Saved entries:
--

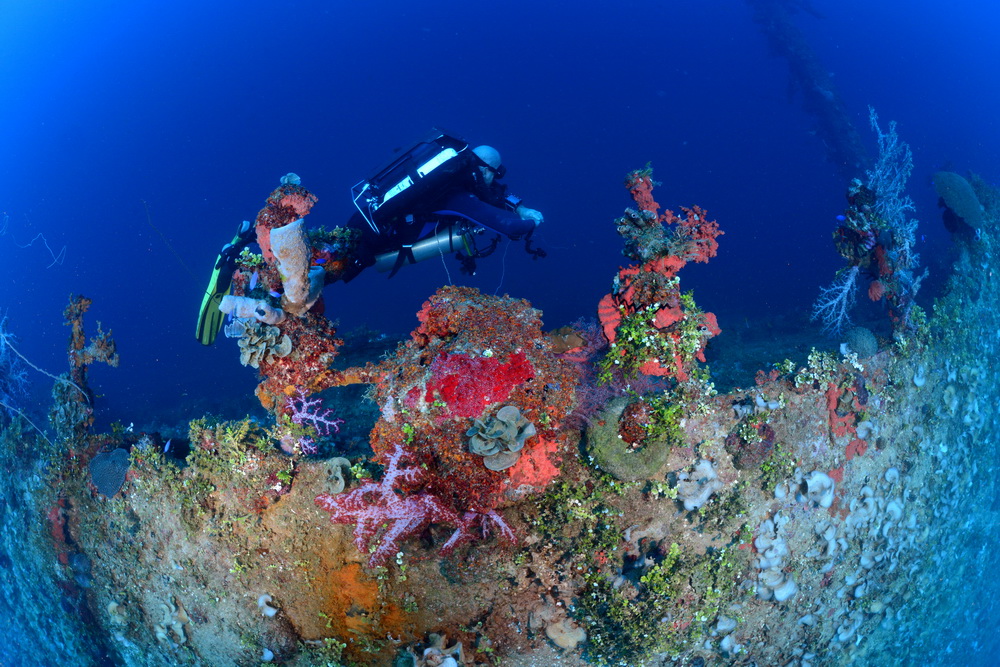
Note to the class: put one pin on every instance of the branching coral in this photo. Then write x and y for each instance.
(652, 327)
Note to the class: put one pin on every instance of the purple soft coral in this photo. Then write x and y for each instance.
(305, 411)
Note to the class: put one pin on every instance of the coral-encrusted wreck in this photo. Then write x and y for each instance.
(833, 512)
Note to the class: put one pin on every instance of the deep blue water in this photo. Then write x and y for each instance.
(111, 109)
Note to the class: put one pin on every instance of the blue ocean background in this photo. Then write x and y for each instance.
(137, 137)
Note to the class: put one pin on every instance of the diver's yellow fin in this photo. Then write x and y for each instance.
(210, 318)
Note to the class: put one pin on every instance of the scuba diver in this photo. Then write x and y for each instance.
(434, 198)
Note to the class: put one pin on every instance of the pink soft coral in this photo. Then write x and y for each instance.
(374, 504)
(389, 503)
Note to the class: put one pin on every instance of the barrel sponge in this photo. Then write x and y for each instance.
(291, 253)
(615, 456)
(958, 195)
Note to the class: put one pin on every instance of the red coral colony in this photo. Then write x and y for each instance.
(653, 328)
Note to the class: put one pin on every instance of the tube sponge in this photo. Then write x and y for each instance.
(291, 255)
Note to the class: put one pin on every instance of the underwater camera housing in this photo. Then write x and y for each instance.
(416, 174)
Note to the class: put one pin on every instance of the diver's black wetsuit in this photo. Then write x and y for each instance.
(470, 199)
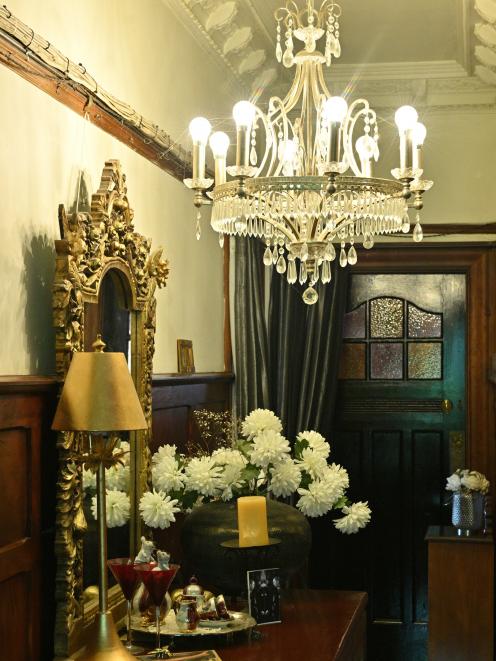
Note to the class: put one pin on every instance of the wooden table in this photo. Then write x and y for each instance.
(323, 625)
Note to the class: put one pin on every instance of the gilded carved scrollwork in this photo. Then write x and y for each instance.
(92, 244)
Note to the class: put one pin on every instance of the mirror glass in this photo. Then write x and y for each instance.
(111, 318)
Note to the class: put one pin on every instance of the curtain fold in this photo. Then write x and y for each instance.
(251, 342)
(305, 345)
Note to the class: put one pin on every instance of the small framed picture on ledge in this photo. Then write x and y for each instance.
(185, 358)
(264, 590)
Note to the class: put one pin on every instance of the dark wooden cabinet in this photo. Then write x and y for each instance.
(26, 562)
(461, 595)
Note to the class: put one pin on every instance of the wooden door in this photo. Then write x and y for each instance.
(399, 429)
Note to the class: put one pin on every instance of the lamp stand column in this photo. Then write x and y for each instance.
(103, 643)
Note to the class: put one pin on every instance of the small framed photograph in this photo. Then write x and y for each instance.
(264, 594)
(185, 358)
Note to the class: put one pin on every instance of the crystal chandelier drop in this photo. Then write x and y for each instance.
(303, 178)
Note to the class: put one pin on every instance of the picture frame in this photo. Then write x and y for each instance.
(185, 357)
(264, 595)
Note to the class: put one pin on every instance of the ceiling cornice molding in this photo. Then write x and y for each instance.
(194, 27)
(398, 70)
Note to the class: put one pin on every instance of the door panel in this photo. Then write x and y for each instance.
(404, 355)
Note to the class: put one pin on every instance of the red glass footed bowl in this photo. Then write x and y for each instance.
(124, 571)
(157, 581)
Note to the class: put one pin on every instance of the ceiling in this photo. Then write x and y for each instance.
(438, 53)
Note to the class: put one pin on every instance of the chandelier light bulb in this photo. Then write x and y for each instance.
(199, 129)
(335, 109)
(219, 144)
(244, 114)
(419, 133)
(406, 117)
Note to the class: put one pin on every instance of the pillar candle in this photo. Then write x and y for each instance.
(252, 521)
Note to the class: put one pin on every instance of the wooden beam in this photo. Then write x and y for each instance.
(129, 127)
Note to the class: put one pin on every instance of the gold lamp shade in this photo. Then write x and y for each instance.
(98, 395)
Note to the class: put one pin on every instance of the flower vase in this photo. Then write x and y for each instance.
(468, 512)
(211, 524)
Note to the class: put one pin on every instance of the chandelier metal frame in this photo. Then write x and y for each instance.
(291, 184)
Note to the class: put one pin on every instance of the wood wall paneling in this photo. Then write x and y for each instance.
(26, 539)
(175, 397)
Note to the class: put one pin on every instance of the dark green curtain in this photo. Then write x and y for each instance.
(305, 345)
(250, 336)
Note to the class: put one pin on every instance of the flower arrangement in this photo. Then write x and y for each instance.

--

Problem requirements.
Please retype the records above exactly, leaving every image out.

Exercise output.
Note to the class: put one pin on every instance of the branching coral in this photo. Then write x and y for each instance.
(652, 327)
Note to the class: put one pin on every instance of the purple soft coral in this photo. Then write x and y for each instance.
(305, 411)
Note to the class: put one pin on every instance of the coral-encrusted wreck in this photo. Then write x and y for each instance.
(833, 512)
Note to the class: put one pin on every instance of the deep blue water in this photo. Then write x and y for each instance.
(111, 109)
Note to the class: put one pin on every instance of the blue ocean background in this photo. Then write x and y for each instance.
(137, 137)
Note to the class: put one pin on every instance of the diver's yellow fin in this photo. Then write x and y for each instance.
(210, 318)
Note to the class: put one pin on every instance of the scuba diver in this photo. Then write x and y for each instance.
(434, 198)
Note to the class: put one pin on every instance of the pink soft coral in this photo. Then write x and y for each instance.
(374, 504)
(389, 503)
Note to the class: put one pin on every instance of the barrel sponge in this photo. Then write x and y for each instance.
(291, 253)
(615, 456)
(958, 195)
Note to the class: put one pin on every instance of the red coral colony in this photo. Then write x and y for each instance.
(653, 328)
Note to the class: put one pin on every instance of the tube sponge in this photo. Then write x and y for each instance.
(291, 255)
Note to the class: put one pin on every instance of the underwater camera housing in this photo. Then write x and y for each instance.
(416, 174)
Note to the class: put one pin on every instance of the diver's black wetsuit in this photo. Then write x and y for each instance.
(470, 199)
Note to the class: put one pin on every instance of the wooden table in this photo. Then write x and y for each instance.
(323, 625)
Note to the class: put one pin on every instance of the gilded carved scrollwork in this photo. Then write x and y for each instance.
(92, 244)
Note to the class: put one pin on every instance of the mirror glass in this photo. Then write x and y for each instance.
(111, 318)
Note to the class: put one pin on every instance of the curtain fold in this photo. Then write x and y for each instance.
(251, 342)
(305, 345)
Note to the class: put one pin on every instance of the small framed picture on ledge in this photo. Then write x and y for each instance.
(185, 358)
(264, 590)
Note to the class: put one pin on every instance of the dark wooden cabinet in this photo. Then write x and y for each instance.
(26, 562)
(461, 595)
Note to the class: put one pin on every instance of the wooden door in this photo. Then write x and y for each instance.
(399, 429)
Note to the class: put one pin on every instance of the lamp stand column in this photo. Then write x and y for each instance.
(103, 643)
Note to the class: put one pin on every instance of the small framed photograph in this photo. Then write x and y for each instance.
(264, 594)
(185, 358)
Note to the class: put one pin on every instance of the crystal chandelier drop in this photo. Then write x and y for each instance.
(303, 178)
Note to the class: put one pin on every instance of the picture frame in this photo. Then write x and y for each instance.
(185, 357)
(264, 595)
Note to the class: put one pin on every instance of the ceiling cornice molding in this photo. Then write x and y for each instance.
(194, 27)
(398, 70)
Note to the class: put one pin on every instance of the door panel in this photo. Then write x and y for each instance.
(404, 355)
Note to the class: put one pin on every instance of the red glass footed bowl in this photo. Then write x and y for each instance.
(124, 571)
(157, 581)
Note to the class: put one pin on every instance of the ceiling in this photo. Then write x and y for each instance.
(438, 53)
Note to the class: put one pin on every instance of the chandelier light bulb in this photo. Then write x and y for each instance.
(199, 129)
(335, 109)
(219, 144)
(244, 114)
(419, 133)
(406, 117)
Note to the class: put one pin on every instance of the pillar candle in this photo. Then write x and y for each instance.
(252, 521)
Note to the class: put one pin on every instance of the wooden beam in this photo. Then write x and y for each instance.
(129, 127)
Note to the class: put one pin on every instance of the gold lamp shade in this photo. Then write x and y for each instance.
(98, 395)
Note to the class: put one pin on every instance of the flower vase in this photo. Then write x and y for each instance.
(468, 512)
(211, 524)
Note to the class: put one pin on every instance of the chandelier metal frame in this photo. Then write x and y for each instance.
(291, 184)
Note to the class: put one pin on every instance of the wood wall paneling in this photo. Then write x and y for each instance.
(26, 539)
(175, 397)
Note to the class: put one pin on every instance of the dark green curtain in this photo. Then write x and y for each instance.
(305, 345)
(250, 336)
Note to the class: put one pin on every instance of the flower arrangement in this photo. Then write x and y for each instance.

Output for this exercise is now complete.